PROMPT
Copy everything from the start of the records down to the line containing "136L386 139L389 137L391", substituting "coarse mask" for "rough mask" and leaving all else unchanged.

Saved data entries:
######
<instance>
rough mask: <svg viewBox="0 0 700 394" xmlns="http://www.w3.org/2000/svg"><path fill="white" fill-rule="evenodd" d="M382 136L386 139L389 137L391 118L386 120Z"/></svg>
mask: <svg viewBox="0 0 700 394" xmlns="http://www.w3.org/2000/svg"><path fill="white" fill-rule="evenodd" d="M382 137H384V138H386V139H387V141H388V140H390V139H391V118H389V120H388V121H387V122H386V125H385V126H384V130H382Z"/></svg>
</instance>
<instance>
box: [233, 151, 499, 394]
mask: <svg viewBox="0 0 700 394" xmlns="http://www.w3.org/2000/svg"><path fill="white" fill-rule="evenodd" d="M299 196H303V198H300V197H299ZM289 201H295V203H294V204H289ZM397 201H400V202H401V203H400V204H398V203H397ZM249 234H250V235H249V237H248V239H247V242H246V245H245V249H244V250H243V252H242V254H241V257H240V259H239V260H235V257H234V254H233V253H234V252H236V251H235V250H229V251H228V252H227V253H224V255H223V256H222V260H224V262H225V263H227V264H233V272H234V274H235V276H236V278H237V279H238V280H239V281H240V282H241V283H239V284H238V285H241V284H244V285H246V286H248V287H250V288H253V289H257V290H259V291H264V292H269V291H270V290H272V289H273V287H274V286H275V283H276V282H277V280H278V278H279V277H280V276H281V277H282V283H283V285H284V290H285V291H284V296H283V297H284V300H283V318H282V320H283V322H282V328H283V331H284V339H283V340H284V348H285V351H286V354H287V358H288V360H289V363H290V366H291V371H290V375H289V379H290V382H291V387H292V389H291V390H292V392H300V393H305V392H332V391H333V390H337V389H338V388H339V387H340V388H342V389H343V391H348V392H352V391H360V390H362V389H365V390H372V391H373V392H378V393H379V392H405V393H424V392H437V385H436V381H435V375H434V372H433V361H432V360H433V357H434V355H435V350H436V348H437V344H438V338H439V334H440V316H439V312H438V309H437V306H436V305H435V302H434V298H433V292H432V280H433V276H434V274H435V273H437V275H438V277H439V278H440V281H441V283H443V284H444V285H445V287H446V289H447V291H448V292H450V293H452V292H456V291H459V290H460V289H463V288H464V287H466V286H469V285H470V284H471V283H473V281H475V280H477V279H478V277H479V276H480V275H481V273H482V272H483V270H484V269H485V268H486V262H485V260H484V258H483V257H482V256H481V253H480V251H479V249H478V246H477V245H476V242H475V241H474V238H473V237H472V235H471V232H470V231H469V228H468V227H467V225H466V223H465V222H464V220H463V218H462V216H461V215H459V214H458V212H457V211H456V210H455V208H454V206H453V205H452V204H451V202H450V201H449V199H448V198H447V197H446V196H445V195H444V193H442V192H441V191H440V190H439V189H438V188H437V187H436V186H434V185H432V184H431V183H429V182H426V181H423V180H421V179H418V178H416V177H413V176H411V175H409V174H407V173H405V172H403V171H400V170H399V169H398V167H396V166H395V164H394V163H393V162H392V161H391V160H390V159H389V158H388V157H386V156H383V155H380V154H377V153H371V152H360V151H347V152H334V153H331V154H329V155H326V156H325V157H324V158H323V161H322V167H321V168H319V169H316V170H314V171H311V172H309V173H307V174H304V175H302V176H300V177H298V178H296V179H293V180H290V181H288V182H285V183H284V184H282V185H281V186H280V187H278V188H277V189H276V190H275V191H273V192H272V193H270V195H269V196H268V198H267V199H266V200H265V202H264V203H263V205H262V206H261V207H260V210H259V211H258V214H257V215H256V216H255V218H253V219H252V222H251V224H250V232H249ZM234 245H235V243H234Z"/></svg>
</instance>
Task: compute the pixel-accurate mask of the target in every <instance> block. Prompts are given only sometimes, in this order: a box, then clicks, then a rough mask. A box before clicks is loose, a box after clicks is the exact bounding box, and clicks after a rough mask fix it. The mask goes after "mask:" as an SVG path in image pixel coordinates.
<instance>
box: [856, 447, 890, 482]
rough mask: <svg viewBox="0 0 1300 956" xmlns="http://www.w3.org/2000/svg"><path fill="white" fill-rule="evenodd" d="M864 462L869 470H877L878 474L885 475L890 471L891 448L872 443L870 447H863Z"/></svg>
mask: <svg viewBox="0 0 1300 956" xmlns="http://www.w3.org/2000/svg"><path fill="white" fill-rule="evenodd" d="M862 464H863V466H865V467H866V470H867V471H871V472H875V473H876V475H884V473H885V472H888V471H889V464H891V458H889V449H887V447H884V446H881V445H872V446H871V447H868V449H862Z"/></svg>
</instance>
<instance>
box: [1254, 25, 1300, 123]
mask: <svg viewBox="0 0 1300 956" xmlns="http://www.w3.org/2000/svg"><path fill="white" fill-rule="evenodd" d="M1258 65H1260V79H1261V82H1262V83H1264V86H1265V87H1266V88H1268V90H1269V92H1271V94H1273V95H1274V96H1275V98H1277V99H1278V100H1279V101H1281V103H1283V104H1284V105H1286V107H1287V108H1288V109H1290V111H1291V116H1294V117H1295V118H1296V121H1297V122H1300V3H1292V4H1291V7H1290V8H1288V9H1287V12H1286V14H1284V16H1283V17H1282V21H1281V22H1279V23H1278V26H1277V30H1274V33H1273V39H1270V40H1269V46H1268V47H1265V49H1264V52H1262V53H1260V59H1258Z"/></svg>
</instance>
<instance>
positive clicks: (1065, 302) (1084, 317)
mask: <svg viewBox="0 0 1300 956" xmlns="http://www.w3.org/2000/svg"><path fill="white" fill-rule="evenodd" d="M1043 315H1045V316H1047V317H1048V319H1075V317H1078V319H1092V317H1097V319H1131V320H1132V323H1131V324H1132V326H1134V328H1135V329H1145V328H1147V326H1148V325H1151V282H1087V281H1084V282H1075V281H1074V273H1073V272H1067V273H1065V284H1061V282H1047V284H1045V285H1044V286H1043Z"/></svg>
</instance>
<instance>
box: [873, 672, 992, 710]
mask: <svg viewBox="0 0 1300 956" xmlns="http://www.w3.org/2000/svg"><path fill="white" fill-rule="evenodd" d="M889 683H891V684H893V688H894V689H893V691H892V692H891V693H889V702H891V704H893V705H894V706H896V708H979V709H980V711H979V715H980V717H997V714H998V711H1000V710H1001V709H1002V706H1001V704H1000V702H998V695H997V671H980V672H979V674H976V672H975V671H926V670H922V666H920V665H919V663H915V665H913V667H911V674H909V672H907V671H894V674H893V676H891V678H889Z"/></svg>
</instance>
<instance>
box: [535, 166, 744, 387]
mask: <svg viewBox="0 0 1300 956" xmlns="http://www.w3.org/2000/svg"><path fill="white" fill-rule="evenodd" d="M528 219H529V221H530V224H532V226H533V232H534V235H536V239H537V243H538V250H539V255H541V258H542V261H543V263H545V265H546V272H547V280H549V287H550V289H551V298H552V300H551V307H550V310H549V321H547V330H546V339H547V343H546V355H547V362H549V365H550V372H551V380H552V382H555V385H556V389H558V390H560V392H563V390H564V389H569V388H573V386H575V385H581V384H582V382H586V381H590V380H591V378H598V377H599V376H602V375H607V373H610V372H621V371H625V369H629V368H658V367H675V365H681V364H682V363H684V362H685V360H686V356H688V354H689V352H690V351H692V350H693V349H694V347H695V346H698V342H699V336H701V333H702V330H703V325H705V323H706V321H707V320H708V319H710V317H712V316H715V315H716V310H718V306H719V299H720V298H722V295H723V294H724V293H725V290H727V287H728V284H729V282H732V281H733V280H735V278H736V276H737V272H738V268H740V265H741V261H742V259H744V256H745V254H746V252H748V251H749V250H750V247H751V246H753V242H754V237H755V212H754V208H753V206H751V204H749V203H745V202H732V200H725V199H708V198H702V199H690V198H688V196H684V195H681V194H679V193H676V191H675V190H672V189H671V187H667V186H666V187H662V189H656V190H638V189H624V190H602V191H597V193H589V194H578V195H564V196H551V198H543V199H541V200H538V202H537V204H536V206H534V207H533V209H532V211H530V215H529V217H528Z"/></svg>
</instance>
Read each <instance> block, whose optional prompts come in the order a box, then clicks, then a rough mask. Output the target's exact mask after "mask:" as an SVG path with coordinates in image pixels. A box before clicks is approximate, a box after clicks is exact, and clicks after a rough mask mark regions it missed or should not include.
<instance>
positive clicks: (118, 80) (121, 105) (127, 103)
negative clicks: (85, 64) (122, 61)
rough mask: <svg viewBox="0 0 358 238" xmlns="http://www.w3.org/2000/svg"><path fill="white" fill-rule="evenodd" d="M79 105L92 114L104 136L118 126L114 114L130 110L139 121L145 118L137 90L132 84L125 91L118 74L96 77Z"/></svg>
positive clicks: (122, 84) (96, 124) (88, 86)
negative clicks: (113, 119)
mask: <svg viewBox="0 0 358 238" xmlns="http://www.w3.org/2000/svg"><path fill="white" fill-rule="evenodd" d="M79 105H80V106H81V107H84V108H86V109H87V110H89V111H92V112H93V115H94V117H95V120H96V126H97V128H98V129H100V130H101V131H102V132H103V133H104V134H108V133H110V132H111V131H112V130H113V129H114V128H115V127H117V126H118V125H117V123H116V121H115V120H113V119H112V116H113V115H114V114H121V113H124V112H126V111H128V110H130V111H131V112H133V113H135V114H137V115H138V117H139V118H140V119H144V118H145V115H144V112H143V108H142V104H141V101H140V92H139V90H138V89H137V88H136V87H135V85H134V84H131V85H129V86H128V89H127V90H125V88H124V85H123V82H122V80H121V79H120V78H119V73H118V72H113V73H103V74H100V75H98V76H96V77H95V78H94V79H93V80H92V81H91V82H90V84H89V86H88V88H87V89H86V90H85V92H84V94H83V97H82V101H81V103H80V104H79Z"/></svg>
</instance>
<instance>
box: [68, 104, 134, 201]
######
YOUR SOLUTION
<instance>
coarse mask: <svg viewBox="0 0 700 394" xmlns="http://www.w3.org/2000/svg"><path fill="white" fill-rule="evenodd" d="M382 136L386 139L389 137L391 118L386 120Z"/></svg>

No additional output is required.